How to complete this task:
Rewrite all the records below with every "positive clicks" swapped for "foreground clicks" and nothing else changed. Leave the pictures out.

Material provided:
Start of Block
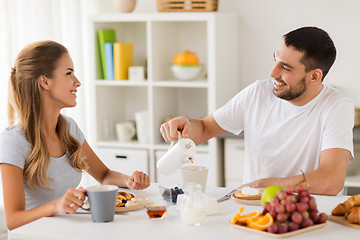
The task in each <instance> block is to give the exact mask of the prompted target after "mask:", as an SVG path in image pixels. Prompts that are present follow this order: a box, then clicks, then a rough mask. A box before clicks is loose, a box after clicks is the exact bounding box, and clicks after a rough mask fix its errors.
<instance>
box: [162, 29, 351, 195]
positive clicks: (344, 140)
mask: <svg viewBox="0 0 360 240" xmlns="http://www.w3.org/2000/svg"><path fill="white" fill-rule="evenodd" d="M283 40H284V41H283V42H282V44H281V45H280V47H279V48H278V49H277V51H276V52H275V53H274V66H273V69H272V71H271V74H270V75H271V77H272V78H273V79H272V80H267V81H257V82H255V83H253V84H251V85H250V86H248V87H247V88H245V89H243V90H242V91H241V92H240V93H238V94H237V95H236V96H235V97H234V98H232V99H231V100H230V101H229V102H228V103H227V104H225V105H224V106H223V107H221V108H220V109H218V110H216V111H215V112H214V113H213V114H211V115H210V116H208V117H205V118H203V119H189V118H187V117H185V116H180V117H177V118H174V119H173V120H171V121H169V122H166V123H164V124H163V125H161V128H160V132H161V134H162V135H163V138H164V139H165V141H167V142H169V141H174V140H176V139H177V133H176V132H177V130H179V131H181V132H182V136H183V137H189V138H191V139H193V140H194V141H195V143H196V144H199V143H202V142H204V141H206V140H208V139H210V138H212V137H215V136H217V135H220V134H223V133H225V132H232V133H234V134H239V133H240V132H241V131H244V139H245V156H246V157H245V159H246V160H245V169H244V183H246V184H245V185H243V186H251V187H260V188H263V187H266V186H269V185H280V186H283V187H286V186H295V185H297V184H299V183H301V182H302V181H303V180H304V177H305V179H306V181H307V183H308V184H309V186H310V191H311V192H312V193H314V194H326V195H336V194H338V193H339V192H340V191H341V190H342V188H343V186H344V181H345V175H346V170H347V166H348V163H349V161H353V156H354V154H353V142H352V128H353V125H354V122H353V121H354V106H353V103H352V101H351V99H350V98H348V97H346V96H344V95H343V93H341V92H340V91H339V90H336V89H334V88H331V87H329V86H326V85H324V84H323V83H322V82H323V79H324V77H325V76H326V74H327V73H328V71H329V69H330V68H331V66H332V64H333V63H334V61H335V57H336V49H335V46H334V43H333V41H332V40H331V38H330V37H329V35H328V34H327V33H326V32H325V31H323V30H322V29H319V28H316V27H303V28H299V29H296V30H294V31H291V32H289V33H287V34H285V35H284V36H283ZM301 171H303V172H304V173H305V175H304V176H303V175H302V173H301Z"/></svg>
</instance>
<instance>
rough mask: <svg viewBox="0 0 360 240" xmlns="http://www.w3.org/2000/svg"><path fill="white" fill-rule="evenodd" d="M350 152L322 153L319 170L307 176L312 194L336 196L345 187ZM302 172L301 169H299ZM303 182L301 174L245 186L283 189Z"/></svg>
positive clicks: (311, 172)
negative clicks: (282, 187) (270, 185)
mask: <svg viewBox="0 0 360 240" xmlns="http://www.w3.org/2000/svg"><path fill="white" fill-rule="evenodd" d="M349 158H350V152H349V151H348V150H346V149H341V148H332V149H327V150H324V151H322V152H321V155H320V166H319V168H318V169H316V170H314V171H311V172H308V173H306V174H305V178H306V181H307V183H308V184H309V186H310V192H311V193H313V194H322V195H336V194H338V193H339V192H340V191H341V189H342V188H343V187H344V182H345V176H346V170H347V167H348V163H349ZM299 172H300V169H299ZM301 181H303V176H302V175H301V174H299V175H297V176H294V177H289V178H265V179H259V180H256V181H254V182H251V183H248V184H244V185H242V186H240V188H241V187H244V186H250V187H258V188H265V187H267V186H270V185H278V186H282V187H287V186H295V185H297V184H298V183H300V182H301Z"/></svg>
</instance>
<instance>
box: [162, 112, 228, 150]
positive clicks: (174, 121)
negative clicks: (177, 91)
mask: <svg viewBox="0 0 360 240" xmlns="http://www.w3.org/2000/svg"><path fill="white" fill-rule="evenodd" d="M177 131H180V132H181V135H182V137H184V138H190V139H192V140H193V141H194V142H195V143H196V144H197V145H198V144H200V143H203V142H205V141H207V140H209V139H210V138H212V137H216V136H218V135H220V134H223V133H226V131H225V130H224V129H222V128H221V127H220V126H219V125H218V124H217V122H216V121H215V119H214V117H213V115H210V116H207V117H205V118H202V119H195V118H188V117H185V116H180V117H176V118H174V119H172V120H170V121H168V122H165V123H163V124H162V125H161V128H160V132H161V134H162V136H163V138H164V140H165V141H166V142H170V141H176V140H177V139H178V134H177Z"/></svg>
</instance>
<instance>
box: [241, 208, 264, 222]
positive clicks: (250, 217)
mask: <svg viewBox="0 0 360 240" xmlns="http://www.w3.org/2000/svg"><path fill="white" fill-rule="evenodd" d="M259 215H260V212H259V211H258V210H256V211H255V212H252V213H248V214H245V215H242V216H240V217H239V218H238V219H237V221H238V222H241V223H248V221H249V220H250V219H255V218H257V217H258V216H259Z"/></svg>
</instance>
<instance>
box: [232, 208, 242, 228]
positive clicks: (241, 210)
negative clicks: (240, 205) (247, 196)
mask: <svg viewBox="0 0 360 240" xmlns="http://www.w3.org/2000/svg"><path fill="white" fill-rule="evenodd" d="M242 211H244V207H243V206H241V207H240V208H239V210H238V212H237V213H236V215H235V217H234V218H233V219H232V220H231V221H230V223H232V224H236V223H237V221H238V219H239V218H240V216H241V213H242Z"/></svg>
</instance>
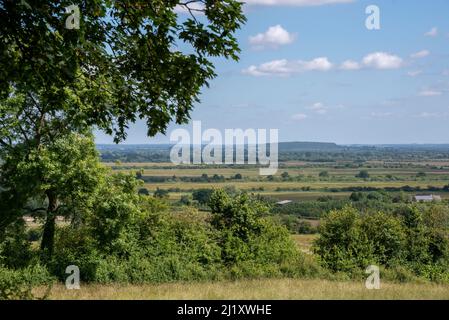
End of Block
Answer for the task:
The task in each <instance> block is to give the exact mask of the prompted target after "mask:", as an SVG path in image pixels. Prompts that are present follow this order: a box, then clicks, then a rough mask. A box before clicks is loose, a box after clicks is the exact bounding box, and clicks after a rough mask fix its errors.
<instance>
box: [162, 29, 351, 195]
foreground clicks: (344, 140)
mask: <svg viewBox="0 0 360 240" xmlns="http://www.w3.org/2000/svg"><path fill="white" fill-rule="evenodd" d="M283 40H284V41H283V42H282V44H281V45H280V47H279V48H278V49H277V51H276V52H275V53H274V66H273V69H272V71H271V74H270V75H271V77H272V78H273V79H272V80H267V81H257V82H255V83H253V84H251V85H250V86H248V87H247V88H245V89H243V90H242V91H241V92H240V93H238V94H237V95H236V96H235V97H234V98H232V99H231V100H230V101H229V102H228V103H227V104H225V105H224V106H223V107H221V108H220V109H218V110H216V111H215V112H214V113H213V114H211V115H210V116H208V117H205V118H203V119H189V118H187V117H185V116H180V117H177V118H174V119H173V120H171V121H169V122H166V123H164V124H163V125H161V128H160V132H161V134H162V135H163V138H164V139H165V141H167V142H169V141H174V140H176V139H177V133H176V132H177V130H179V131H181V132H182V136H183V137H189V138H191V139H193V140H194V141H195V143H196V144H199V143H202V142H204V141H206V140H208V139H210V138H212V137H215V136H217V135H220V134H223V133H225V132H232V133H234V134H239V133H240V132H241V131H244V139H245V156H246V157H245V159H246V160H245V169H244V183H246V184H245V185H243V186H251V187H260V188H263V187H266V186H269V185H280V186H283V187H286V186H295V185H297V184H299V183H301V182H302V181H303V180H304V177H305V179H306V181H307V183H308V184H309V186H310V191H311V192H312V193H314V194H326V195H336V194H338V193H339V192H340V191H341V190H342V188H343V186H344V181H345V175H346V170H347V166H348V163H349V161H353V156H354V154H353V142H352V128H353V125H354V122H353V121H354V106H353V103H352V101H351V99H350V98H348V97H346V96H344V95H343V93H341V92H340V91H339V90H336V89H334V88H331V87H329V86H326V85H324V84H323V83H322V82H323V79H324V77H325V76H326V74H327V73H328V71H329V69H330V68H331V66H332V64H333V63H334V61H335V57H336V49H335V46H334V43H333V41H332V40H331V38H330V37H329V35H328V34H327V33H326V32H325V31H323V30H322V29H319V28H316V27H303V28H299V29H296V30H294V31H291V32H289V33H287V34H285V35H284V36H283ZM301 171H303V172H304V173H305V175H304V176H303V175H302V173H301Z"/></svg>
</instance>
<instance>
rough mask: <svg viewBox="0 0 360 240" xmlns="http://www.w3.org/2000/svg"><path fill="white" fill-rule="evenodd" d="M350 152L322 153L319 170L307 176L312 194L336 196L345 187ZM302 172L301 169H299ZM303 182L301 174L245 186L283 189Z"/></svg>
foreground clicks: (311, 172)
negative clicks: (282, 187) (270, 185)
mask: <svg viewBox="0 0 360 240" xmlns="http://www.w3.org/2000/svg"><path fill="white" fill-rule="evenodd" d="M349 158H350V152H349V151H348V150H346V149H341V148H332V149H327V150H324V151H322V152H321V155H320V166H319V168H318V169H316V170H314V171H311V172H308V173H306V174H305V178H306V181H307V183H308V184H309V186H310V192H311V193H313V194H322V195H336V194H338V193H339V192H340V191H341V189H342V188H343V187H344V182H345V176H346V170H347V167H348V163H349ZM299 172H300V169H299ZM301 181H303V176H302V175H301V174H299V175H297V176H294V177H289V178H265V179H259V180H256V181H254V182H251V183H248V184H244V185H242V186H240V188H241V187H244V186H250V187H258V188H265V187H267V186H270V185H278V186H282V187H287V186H295V185H297V184H298V183H300V182H301Z"/></svg>
</instance>
<instance>
box: [162, 112, 228, 150]
foreground clicks: (174, 121)
negative clicks: (177, 91)
mask: <svg viewBox="0 0 360 240" xmlns="http://www.w3.org/2000/svg"><path fill="white" fill-rule="evenodd" d="M177 131H180V132H181V135H182V137H184V138H190V139H192V140H193V141H194V142H195V143H196V144H197V145H198V144H200V143H203V142H205V141H207V140H209V139H210V138H212V137H216V136H218V135H220V134H223V133H226V131H225V130H224V129H222V128H221V127H220V126H219V125H218V124H217V122H216V121H215V119H214V117H213V115H210V116H207V117H205V118H202V119H195V118H188V117H185V116H180V117H176V118H174V119H172V120H170V121H168V122H165V123H163V124H162V125H161V128H160V132H161V134H162V136H163V138H164V140H165V141H166V142H170V141H176V140H177V139H178V134H177Z"/></svg>
</instance>
<instance>
box: [241, 208, 264, 222]
foreground clicks: (250, 217)
mask: <svg viewBox="0 0 360 240" xmlns="http://www.w3.org/2000/svg"><path fill="white" fill-rule="evenodd" d="M259 215H260V212H259V211H258V210H256V211H255V212H252V213H248V214H245V215H242V216H240V217H239V218H238V219H237V221H238V222H241V223H248V221H249V220H250V219H255V218H257V217H258V216H259Z"/></svg>
</instance>
<instance>
box: [232, 208, 242, 228]
foreground clicks: (241, 210)
negative clicks: (240, 205) (247, 196)
mask: <svg viewBox="0 0 360 240" xmlns="http://www.w3.org/2000/svg"><path fill="white" fill-rule="evenodd" d="M242 211H244V207H243V206H241V207H240V208H239V210H238V212H237V213H236V215H235V217H234V218H233V219H232V220H231V221H230V223H232V224H236V223H237V221H238V219H239V218H240V216H241V213H242Z"/></svg>
</instance>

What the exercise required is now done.